Source:
§ §

Page MenuHomePhabricator

[XRay][profiler] Part 1: XRay Allocator and Array Implementations

Authored by dberris on Apr 18 2018, 12:53 AM.



This change is part of the larger XRay Profiling Mode effort.

Here we implement an arena allocator, for fixed sized buffers used in a
segmented array implementation. This change adds the segmented array
data structure, which relies on the allocator to provide and maintain
the storage for the segmented array.

Key features of the Allocator type:

  • It uses cache-aligned blocks, intended to host the actual data. These blocks are cache-line-size multiples of contiguous bytes.
  • The Allocator has a maximum memory budget, set at construction time. This allows us to cap the amount of data each specific Allocator instance is responsible for.
  • Upon destruction, the Allocator will clean up the storage it's used, handing it back to the internal allocator used in sanitizer_common.

Key features of the Array type:

  • Each segmented array is always backed by an Allocator, which is either user-provided or uses a global allocator.
  • When an Array grows, it grows by appending a segment that's fixed-sized. The size of each segment is computed by the number of elements of type T that can fit into cache line multiples.

§ §

Dataset extract:

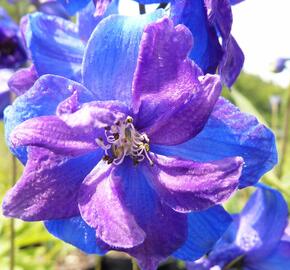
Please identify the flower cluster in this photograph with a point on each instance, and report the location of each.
(126, 140)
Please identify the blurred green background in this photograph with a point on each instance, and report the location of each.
(36, 249)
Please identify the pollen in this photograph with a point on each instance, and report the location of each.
(122, 139)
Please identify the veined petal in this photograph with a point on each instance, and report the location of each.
(48, 188)
(171, 99)
(262, 223)
(111, 56)
(22, 80)
(72, 6)
(230, 132)
(101, 207)
(76, 232)
(71, 134)
(206, 51)
(204, 229)
(279, 259)
(193, 186)
(55, 45)
(232, 62)
(87, 20)
(42, 99)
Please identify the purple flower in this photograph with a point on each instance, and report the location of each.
(5, 74)
(12, 53)
(137, 157)
(255, 239)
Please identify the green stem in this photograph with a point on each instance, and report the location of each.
(99, 263)
(135, 265)
(12, 225)
(285, 137)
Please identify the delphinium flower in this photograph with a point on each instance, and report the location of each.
(255, 240)
(137, 157)
(5, 74)
(56, 45)
(12, 52)
(208, 20)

§ §

Written problem:
According to the XRay page, what does the Allocator do with its storage when it is destroyed? Please answer in one sentence. The lines come from a separate source, not from the XRay page.

Solution to this exercise:
It cleans up the storage it has used and hands it back to the internal allocator used in sanitizer_common.